PASSAGE GIVEN.

First let us get rid of non-compact Riemann surfaces: every holomorphic vector bundle of any rank on such a surface is holomorphically trivial and this seals the fate of its tangent bundle: it is trivial.
From now on, we assume the Riemann surface $X$ is compact.
Here are three useful ways to compute its genus $g$ (which is equivalent to computing the degree of its tangent bundle because of the formula $deg (T_X)=2-2g$ you mentioned) :
I) If the Riemann surface $X\subset \mathbb P^2( \mathbb C)$ is the smooth zero locus of a homogeneous polynomial $f(x_0,x_1,x_2)\in \mathbb C[x_0,x_1,x_2]$ of degree $d$ whose partial derivatives $\frac{\partial f}{\partial x_i}(x_0,x_1,x_2)$ don't vanish simultaneously on $X$ then the genus $g$ of $X$ is
$$ g= \frac{(d-1)(d-2)}{2} $$
II) Suppose the Riemann surface $X\subset \mathbb P^3( \mathbb C)$ is the complete intersection of two surfaces given by the homogeneous polynomials$f(x_0,x_1,x_2,x_3)$ and $g(x_0,x_1,x_2,x_3)$ of degrees $d,e$ whose gradients are linearly independent along $X$. Then $X$ has genus
$$g=1+ \frac{de(d+e-4)}{2} $$
Edit (March 2017)

LISTED RECORDS.

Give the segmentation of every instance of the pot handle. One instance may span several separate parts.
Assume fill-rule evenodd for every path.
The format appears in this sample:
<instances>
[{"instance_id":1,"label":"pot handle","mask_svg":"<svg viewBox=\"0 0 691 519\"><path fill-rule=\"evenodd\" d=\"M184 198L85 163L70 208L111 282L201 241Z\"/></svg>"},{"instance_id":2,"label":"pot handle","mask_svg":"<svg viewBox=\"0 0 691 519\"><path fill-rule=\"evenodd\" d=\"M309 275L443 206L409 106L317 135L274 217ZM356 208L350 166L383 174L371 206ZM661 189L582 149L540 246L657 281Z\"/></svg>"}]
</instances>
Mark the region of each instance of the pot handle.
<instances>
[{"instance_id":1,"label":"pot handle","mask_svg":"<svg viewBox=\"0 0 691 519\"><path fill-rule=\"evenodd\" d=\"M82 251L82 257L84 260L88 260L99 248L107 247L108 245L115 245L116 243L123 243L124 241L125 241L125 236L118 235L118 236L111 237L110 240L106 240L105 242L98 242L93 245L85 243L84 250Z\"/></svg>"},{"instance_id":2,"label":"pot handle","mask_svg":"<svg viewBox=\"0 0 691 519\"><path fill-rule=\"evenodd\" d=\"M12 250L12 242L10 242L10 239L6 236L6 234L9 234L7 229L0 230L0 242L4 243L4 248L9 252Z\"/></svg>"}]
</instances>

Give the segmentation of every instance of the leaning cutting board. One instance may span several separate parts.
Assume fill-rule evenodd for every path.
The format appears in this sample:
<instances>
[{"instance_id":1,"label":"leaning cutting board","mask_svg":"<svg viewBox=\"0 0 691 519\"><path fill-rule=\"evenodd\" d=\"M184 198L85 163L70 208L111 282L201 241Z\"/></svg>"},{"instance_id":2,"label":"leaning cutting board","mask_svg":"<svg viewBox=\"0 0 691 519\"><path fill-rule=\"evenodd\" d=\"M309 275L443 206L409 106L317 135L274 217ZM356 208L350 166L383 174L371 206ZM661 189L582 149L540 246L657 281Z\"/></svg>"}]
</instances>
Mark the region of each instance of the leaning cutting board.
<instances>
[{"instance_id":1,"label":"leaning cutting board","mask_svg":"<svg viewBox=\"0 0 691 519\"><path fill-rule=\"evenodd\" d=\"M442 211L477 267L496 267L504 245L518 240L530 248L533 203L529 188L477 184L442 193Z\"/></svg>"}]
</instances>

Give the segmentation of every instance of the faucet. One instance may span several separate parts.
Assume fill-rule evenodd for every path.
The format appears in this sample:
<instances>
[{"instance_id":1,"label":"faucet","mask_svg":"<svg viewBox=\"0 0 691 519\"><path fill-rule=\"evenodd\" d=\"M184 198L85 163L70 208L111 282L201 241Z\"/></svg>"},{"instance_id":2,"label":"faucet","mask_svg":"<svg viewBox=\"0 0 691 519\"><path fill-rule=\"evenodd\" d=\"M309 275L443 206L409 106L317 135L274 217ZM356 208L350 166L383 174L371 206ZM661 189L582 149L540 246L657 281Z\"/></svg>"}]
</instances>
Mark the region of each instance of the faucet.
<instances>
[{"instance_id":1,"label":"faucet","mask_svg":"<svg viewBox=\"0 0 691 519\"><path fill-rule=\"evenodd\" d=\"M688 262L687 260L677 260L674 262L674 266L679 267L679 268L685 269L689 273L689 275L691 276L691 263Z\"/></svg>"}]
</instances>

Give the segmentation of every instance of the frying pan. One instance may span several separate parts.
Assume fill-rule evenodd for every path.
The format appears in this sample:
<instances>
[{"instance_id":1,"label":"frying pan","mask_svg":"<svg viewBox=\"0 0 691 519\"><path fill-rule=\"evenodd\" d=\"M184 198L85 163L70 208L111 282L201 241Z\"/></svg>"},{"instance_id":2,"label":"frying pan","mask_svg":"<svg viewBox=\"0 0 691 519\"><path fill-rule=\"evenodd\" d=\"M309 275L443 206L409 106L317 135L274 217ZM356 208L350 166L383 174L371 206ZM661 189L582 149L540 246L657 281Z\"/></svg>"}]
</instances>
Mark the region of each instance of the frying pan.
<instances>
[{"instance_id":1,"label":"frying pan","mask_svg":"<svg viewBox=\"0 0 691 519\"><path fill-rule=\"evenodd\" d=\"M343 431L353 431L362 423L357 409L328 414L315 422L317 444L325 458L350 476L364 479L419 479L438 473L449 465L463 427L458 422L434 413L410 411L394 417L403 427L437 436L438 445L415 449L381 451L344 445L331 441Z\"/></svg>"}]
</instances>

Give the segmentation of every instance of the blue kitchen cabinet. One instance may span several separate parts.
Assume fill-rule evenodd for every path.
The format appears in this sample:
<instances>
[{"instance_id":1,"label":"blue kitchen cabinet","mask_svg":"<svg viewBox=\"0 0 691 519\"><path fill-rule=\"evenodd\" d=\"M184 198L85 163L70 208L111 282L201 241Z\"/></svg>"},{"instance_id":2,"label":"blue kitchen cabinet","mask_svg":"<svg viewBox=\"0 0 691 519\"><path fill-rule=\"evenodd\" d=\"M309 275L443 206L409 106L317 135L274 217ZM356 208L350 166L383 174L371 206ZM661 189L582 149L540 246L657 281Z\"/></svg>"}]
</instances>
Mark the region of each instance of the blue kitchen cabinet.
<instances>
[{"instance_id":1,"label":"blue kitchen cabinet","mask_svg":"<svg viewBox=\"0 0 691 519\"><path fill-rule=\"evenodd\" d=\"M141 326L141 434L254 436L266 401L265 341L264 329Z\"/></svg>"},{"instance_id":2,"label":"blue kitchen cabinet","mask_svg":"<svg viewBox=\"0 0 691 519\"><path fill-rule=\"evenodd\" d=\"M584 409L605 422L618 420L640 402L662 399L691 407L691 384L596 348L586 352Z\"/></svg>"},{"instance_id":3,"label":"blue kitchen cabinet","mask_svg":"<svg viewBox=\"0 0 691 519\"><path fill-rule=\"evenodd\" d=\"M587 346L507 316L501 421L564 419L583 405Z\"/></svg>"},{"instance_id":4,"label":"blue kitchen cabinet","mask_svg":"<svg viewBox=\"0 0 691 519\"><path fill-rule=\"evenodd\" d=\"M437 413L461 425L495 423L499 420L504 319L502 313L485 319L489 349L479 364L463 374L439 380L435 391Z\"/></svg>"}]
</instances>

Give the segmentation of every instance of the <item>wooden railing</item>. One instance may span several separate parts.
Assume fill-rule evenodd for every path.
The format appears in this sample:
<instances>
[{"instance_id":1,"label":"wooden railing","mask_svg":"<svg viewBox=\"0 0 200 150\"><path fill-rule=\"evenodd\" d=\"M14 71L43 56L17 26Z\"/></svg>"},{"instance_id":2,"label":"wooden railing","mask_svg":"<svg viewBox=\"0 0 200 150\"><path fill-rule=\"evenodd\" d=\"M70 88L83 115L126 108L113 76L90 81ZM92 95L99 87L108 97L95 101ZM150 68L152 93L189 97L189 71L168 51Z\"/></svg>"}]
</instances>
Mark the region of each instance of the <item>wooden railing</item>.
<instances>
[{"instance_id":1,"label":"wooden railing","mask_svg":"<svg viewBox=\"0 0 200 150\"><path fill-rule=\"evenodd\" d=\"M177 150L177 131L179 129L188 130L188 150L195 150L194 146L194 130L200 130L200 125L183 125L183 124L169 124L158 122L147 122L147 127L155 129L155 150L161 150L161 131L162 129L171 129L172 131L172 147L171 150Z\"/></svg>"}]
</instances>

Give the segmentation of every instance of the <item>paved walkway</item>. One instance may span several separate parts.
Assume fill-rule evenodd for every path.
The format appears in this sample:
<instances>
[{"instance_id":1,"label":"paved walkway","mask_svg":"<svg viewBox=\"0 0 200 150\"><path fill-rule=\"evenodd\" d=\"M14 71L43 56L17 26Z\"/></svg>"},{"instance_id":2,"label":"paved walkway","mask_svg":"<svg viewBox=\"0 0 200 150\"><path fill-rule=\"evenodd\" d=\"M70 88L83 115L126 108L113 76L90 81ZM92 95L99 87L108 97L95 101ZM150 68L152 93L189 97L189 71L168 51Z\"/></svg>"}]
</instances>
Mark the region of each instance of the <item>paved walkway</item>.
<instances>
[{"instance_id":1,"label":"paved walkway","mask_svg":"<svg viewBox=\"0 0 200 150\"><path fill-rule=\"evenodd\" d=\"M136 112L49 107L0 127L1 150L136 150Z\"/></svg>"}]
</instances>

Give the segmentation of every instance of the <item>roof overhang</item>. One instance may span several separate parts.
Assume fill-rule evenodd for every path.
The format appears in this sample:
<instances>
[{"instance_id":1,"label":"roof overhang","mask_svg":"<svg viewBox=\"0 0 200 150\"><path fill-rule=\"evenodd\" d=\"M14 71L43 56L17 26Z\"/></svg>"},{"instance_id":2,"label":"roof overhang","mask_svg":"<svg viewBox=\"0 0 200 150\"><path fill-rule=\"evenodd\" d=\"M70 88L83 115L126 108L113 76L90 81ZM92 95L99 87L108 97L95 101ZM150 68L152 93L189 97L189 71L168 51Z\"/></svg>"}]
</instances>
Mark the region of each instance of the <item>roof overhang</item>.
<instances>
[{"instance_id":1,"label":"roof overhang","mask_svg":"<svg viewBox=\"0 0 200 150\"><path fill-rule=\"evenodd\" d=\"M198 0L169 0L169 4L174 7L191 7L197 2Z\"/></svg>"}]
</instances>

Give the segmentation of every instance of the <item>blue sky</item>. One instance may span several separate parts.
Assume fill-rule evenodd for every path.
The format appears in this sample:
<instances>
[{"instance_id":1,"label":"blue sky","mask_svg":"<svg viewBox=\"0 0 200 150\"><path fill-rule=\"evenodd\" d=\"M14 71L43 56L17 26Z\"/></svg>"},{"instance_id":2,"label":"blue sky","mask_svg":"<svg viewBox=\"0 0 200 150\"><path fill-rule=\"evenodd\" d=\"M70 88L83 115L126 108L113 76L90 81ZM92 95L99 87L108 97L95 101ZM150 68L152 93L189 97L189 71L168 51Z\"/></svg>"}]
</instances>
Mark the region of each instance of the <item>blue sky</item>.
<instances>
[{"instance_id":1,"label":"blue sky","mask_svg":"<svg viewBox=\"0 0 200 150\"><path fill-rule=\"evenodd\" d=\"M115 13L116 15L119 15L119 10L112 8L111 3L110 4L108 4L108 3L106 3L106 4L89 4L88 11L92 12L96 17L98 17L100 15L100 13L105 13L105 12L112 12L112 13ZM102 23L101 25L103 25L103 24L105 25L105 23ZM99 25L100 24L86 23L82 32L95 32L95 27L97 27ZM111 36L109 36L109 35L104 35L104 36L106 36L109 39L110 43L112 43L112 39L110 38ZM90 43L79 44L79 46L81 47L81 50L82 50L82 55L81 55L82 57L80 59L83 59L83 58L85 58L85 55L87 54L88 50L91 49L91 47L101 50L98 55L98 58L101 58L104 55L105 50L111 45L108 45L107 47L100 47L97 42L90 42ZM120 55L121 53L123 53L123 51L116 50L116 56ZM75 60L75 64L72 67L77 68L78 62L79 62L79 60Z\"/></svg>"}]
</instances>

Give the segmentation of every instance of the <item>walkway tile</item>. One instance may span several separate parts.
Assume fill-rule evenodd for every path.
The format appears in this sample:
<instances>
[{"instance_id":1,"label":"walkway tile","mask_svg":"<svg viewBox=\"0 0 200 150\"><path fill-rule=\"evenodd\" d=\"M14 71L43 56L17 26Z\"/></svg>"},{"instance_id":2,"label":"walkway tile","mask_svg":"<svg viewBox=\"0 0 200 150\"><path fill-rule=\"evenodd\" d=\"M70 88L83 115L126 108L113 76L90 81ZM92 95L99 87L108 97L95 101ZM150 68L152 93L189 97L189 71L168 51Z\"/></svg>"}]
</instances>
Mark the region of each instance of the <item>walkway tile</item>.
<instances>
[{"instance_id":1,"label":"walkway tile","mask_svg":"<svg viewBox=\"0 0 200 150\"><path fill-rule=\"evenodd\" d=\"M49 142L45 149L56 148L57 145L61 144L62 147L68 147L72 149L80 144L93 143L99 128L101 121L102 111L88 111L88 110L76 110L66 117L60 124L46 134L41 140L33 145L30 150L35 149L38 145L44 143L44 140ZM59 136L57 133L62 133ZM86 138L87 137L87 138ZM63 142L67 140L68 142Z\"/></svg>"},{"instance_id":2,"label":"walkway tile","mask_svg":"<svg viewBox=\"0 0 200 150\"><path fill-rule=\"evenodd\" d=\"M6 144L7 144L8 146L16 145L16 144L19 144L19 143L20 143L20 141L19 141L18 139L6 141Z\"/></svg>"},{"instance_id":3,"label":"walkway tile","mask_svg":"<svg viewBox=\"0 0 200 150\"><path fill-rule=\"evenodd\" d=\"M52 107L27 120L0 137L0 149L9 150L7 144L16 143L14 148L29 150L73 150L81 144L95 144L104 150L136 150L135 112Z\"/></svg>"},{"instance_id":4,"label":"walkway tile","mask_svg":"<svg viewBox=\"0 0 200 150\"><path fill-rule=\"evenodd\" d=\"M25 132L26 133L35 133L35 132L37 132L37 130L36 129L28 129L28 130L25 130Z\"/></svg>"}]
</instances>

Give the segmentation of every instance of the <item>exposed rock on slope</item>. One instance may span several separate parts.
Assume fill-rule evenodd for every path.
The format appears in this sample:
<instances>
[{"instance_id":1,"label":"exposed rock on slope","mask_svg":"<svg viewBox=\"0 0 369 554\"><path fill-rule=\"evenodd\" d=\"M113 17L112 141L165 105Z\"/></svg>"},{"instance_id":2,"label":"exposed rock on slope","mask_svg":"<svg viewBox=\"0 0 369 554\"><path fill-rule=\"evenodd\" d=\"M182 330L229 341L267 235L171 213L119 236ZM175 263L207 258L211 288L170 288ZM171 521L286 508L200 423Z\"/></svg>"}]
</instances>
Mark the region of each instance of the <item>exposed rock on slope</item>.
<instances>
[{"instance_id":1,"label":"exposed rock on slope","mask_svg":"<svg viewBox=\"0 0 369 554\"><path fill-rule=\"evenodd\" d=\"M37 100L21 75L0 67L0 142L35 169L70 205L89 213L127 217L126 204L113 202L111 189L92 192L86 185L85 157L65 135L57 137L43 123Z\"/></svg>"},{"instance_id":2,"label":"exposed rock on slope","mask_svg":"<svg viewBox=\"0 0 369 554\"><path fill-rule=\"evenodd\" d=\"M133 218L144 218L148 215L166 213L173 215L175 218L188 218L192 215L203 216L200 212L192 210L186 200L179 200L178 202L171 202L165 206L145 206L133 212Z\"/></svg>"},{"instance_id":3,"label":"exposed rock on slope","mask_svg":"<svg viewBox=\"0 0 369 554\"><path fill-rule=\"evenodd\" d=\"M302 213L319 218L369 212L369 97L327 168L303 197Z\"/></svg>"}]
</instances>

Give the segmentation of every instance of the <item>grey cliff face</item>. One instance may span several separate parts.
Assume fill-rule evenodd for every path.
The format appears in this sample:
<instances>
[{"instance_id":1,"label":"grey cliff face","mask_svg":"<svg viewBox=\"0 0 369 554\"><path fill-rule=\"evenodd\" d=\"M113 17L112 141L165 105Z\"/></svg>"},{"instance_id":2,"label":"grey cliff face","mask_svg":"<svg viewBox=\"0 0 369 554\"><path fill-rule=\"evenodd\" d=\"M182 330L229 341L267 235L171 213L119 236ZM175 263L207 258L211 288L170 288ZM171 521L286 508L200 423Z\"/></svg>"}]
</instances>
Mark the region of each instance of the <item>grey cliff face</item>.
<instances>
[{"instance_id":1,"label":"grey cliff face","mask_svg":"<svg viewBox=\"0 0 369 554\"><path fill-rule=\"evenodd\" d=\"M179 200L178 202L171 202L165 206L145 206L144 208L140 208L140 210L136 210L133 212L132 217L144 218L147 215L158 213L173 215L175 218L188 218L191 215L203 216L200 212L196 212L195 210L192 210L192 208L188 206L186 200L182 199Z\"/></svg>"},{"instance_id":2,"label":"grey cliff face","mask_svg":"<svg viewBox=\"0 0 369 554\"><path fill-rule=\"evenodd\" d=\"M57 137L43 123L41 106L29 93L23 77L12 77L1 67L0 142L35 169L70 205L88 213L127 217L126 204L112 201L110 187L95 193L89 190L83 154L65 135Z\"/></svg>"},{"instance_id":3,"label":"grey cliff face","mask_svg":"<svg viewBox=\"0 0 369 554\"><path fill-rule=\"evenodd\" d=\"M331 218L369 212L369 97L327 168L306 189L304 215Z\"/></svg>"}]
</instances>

GOAL OF THE EXERCISE.
Decide whether each statement below agrees with the passage on Riemann surfaces, and answer yes or no, quoting the deciding words of the passage.
1. On a non-compact Riemann surface, every holomorphic vector bundle of any rank is holomorphically trivial.
2. The degree of the tangent bundle of a compact Riemann surface of genus g equals 2g − 2.
3. For the complete intersection in projective 3-space, the gradients of the two polynomials must be linearly dependent along X.

RESPONSE TO THIS TASK.
1. Yes: "every holomorphic vector bundle of any rank on such a surface is holomorphically trivial"
2. No: "$deg (T_X)=2-2g$"
3. No: "whose gradients are linearly independent along $X$"